- _TASK BRIEF_
Please rewrite the records between the lines holding "For this dataset, tag each instance of the doorway in" and "[[460, 283]]", inclusive, with "throw pillow" replaced by "cushion" and nothing else changed.

────────

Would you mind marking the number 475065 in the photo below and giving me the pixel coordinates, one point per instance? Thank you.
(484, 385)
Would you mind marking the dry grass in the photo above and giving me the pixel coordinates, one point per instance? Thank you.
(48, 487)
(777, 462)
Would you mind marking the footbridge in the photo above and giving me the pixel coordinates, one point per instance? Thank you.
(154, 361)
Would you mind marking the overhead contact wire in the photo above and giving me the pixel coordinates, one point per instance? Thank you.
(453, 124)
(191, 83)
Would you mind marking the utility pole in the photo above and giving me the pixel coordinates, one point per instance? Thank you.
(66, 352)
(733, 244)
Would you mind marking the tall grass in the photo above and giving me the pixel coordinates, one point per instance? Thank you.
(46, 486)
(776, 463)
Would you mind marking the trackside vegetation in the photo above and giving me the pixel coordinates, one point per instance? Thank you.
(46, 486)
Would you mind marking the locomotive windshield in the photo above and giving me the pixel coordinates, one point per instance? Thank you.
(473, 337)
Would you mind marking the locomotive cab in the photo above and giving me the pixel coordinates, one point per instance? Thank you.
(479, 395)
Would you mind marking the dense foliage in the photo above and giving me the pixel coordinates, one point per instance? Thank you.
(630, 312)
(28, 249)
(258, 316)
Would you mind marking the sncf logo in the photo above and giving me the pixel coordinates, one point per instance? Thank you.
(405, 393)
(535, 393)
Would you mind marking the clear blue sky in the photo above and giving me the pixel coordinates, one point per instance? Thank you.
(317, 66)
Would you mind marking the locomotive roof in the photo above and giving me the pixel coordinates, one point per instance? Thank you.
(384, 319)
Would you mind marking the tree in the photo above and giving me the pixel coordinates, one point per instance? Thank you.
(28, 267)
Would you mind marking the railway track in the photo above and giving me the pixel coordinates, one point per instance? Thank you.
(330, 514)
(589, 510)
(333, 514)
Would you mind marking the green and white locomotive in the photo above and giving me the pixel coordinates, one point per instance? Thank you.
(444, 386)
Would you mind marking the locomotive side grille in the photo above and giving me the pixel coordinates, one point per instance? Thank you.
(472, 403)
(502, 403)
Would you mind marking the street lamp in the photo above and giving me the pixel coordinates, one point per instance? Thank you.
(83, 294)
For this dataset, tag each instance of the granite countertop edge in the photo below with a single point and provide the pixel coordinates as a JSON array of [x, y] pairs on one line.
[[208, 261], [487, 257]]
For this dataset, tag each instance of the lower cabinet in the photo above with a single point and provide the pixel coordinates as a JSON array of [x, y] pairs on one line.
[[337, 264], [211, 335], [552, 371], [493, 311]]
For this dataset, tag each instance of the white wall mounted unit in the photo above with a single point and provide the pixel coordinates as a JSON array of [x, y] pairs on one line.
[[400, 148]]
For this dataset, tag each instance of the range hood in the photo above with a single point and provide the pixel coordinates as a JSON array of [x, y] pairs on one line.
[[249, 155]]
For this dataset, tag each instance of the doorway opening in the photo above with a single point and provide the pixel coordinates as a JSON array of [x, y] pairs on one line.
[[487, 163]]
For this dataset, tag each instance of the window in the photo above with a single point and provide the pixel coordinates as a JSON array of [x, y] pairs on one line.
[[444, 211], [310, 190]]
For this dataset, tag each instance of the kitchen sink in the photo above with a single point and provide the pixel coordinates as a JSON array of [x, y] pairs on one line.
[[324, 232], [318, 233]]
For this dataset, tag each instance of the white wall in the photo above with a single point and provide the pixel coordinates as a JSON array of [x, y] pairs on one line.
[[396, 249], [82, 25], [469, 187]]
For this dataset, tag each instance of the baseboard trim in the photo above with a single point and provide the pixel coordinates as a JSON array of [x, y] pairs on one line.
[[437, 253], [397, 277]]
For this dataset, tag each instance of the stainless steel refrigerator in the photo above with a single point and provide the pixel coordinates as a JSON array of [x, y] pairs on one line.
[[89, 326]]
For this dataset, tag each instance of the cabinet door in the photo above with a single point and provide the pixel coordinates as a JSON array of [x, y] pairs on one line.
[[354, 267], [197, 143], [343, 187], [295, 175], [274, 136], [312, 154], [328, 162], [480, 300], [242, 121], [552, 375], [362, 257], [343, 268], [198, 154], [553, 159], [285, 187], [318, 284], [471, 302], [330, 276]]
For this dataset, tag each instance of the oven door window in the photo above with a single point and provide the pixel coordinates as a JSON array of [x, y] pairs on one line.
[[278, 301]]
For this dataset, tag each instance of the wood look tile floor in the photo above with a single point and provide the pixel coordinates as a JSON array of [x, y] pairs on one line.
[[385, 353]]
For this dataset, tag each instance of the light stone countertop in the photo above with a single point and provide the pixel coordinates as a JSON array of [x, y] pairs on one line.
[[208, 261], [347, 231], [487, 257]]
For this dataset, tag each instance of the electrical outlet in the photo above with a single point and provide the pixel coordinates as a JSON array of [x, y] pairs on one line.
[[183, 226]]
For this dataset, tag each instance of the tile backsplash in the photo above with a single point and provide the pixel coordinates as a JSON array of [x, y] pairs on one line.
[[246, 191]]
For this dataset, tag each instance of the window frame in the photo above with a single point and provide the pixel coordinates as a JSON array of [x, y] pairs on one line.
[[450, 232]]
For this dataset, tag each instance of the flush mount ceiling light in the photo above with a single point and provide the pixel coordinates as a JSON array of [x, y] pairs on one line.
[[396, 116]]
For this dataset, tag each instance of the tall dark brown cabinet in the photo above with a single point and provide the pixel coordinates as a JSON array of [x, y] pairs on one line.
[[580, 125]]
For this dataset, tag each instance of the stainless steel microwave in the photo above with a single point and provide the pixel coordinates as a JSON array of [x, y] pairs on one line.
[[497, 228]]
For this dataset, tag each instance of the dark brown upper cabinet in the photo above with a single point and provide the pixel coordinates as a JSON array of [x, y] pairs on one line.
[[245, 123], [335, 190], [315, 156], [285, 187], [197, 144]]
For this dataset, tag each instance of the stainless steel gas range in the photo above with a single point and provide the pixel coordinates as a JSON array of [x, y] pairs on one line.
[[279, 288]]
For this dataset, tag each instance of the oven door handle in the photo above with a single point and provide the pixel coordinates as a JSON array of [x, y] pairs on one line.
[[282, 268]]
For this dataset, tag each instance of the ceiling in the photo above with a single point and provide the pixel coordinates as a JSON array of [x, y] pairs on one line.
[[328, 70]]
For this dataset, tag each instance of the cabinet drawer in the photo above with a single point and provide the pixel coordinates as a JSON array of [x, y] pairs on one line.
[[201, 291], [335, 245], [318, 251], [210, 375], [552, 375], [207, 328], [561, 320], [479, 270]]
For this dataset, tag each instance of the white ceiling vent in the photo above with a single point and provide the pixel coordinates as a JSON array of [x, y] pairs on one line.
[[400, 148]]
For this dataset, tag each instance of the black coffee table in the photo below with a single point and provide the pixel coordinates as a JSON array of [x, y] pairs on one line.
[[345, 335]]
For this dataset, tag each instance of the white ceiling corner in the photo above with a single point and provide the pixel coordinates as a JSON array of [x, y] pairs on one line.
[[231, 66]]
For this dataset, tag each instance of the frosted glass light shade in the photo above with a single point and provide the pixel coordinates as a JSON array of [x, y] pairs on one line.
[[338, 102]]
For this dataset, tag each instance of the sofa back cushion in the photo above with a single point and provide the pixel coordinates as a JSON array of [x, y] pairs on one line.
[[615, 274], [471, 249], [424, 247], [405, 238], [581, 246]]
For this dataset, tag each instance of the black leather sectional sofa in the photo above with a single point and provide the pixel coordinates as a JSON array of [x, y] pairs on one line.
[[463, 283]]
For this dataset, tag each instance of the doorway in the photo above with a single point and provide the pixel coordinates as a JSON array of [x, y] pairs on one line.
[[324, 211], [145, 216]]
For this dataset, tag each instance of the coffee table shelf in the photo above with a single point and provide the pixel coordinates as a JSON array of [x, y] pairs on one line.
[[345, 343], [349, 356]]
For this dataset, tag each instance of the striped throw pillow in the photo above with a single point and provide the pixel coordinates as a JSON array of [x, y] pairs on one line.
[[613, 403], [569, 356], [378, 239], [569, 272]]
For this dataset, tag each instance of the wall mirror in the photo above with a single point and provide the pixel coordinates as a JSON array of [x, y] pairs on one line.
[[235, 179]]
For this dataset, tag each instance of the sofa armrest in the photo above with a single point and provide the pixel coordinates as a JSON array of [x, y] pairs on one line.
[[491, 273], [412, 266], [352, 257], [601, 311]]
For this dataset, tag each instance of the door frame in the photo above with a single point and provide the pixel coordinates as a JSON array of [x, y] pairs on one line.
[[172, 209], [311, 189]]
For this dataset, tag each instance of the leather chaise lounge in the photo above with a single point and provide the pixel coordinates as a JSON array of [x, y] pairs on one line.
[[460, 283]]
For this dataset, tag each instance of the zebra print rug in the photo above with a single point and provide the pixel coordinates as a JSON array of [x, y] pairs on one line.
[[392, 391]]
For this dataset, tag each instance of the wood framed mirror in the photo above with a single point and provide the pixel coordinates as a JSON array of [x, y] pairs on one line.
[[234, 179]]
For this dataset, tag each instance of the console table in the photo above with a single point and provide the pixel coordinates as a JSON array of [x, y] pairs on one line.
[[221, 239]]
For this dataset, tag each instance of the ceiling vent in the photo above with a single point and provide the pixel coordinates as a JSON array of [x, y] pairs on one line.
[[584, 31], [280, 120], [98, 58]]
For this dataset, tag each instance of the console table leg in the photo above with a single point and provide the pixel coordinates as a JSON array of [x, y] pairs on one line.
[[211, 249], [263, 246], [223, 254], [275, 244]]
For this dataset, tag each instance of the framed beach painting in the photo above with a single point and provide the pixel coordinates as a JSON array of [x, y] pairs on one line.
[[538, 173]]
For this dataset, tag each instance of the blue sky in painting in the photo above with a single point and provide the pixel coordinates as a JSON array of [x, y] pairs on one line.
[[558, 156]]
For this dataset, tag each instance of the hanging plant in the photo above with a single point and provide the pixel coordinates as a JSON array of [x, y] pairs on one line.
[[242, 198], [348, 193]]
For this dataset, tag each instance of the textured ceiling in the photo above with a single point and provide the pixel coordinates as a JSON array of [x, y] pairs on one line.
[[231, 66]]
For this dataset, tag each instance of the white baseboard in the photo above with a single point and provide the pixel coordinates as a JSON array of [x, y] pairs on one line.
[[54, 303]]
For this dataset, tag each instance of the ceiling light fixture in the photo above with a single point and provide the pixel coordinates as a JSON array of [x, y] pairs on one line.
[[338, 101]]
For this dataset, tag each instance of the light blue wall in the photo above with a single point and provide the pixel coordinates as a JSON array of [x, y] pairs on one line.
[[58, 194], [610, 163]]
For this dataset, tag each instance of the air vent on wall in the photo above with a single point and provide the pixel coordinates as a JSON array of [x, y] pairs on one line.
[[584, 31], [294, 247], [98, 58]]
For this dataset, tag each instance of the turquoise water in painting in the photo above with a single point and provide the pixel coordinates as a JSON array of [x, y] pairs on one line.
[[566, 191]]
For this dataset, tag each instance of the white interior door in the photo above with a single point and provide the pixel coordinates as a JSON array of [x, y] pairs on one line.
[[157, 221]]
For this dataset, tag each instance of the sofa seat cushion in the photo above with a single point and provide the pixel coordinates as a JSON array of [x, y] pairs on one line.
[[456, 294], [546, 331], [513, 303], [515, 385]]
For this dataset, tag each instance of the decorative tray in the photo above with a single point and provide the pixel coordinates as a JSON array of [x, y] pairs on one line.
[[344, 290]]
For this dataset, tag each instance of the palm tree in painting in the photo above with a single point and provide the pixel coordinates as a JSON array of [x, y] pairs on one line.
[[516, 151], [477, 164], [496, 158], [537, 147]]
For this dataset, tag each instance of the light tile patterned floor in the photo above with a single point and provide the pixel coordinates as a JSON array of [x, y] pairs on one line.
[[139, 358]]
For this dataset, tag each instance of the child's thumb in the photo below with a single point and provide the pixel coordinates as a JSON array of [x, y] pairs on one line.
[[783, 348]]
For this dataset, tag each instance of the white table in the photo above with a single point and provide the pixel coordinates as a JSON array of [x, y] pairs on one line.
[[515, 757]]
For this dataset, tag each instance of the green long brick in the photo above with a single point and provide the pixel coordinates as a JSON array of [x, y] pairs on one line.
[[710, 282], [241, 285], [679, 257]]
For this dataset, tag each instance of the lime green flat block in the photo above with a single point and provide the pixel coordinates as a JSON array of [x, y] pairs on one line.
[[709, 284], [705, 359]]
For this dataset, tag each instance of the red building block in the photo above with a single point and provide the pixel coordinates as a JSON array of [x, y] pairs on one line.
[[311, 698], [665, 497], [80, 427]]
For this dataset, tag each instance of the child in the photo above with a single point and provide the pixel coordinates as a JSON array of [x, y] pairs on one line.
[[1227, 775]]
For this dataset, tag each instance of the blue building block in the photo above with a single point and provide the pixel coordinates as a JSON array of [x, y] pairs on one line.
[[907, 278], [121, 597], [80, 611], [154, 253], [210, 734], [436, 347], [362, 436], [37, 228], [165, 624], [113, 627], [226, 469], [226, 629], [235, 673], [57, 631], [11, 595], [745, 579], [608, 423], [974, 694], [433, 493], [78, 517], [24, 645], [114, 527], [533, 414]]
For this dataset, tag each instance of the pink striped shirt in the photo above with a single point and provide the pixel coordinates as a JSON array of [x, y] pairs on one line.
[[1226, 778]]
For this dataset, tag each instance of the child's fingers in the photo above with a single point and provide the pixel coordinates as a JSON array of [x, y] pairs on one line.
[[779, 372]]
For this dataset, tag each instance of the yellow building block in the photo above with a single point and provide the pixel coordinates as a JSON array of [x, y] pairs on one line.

────────

- _SOLUTION TO THE EXERCISE_
For this dataset, tag each instance of the doorway in the photo above with a single point and provide the pixel coordinates as a JSON array of [x, y] pairs on one line.
[[324, 211], [145, 216]]
For this dataset, tag each instance of the coffee table shelf in the photo above with a single point and provide the pixel coordinates as a JSON array of [x, y] pairs on one line.
[[345, 343], [349, 356]]
For this dataset, tag each instance of the striped cushion in the photo above with a single point and provide the pixel coordinates as a JSON array of [x, y] pairs on one line.
[[613, 403], [569, 356], [378, 239], [569, 272]]
For this dataset, tag each instance of the wall mirror in the photo above with a single point and provide the pixel coordinates as a JSON array of [x, y] pairs on one line.
[[235, 179]]
For this dataset, tag each instance of the sofa armrest in the photo above with a single point and provide the pixel coordinates as a JSON array of [x, y] pairs on one line.
[[491, 273], [412, 266], [352, 257], [601, 311]]
For this dataset, tag each instance of the door frame in the photo above with a single point and provide the pixel coordinates as a JSON array of [x, y] pairs on one line.
[[172, 209], [311, 189]]
For this dataset, tag each instance of the leather chaise lounge in the photo above with a single point and provide the pixel coordinates as a JSON array of [x, y] pairs on one line.
[[460, 283]]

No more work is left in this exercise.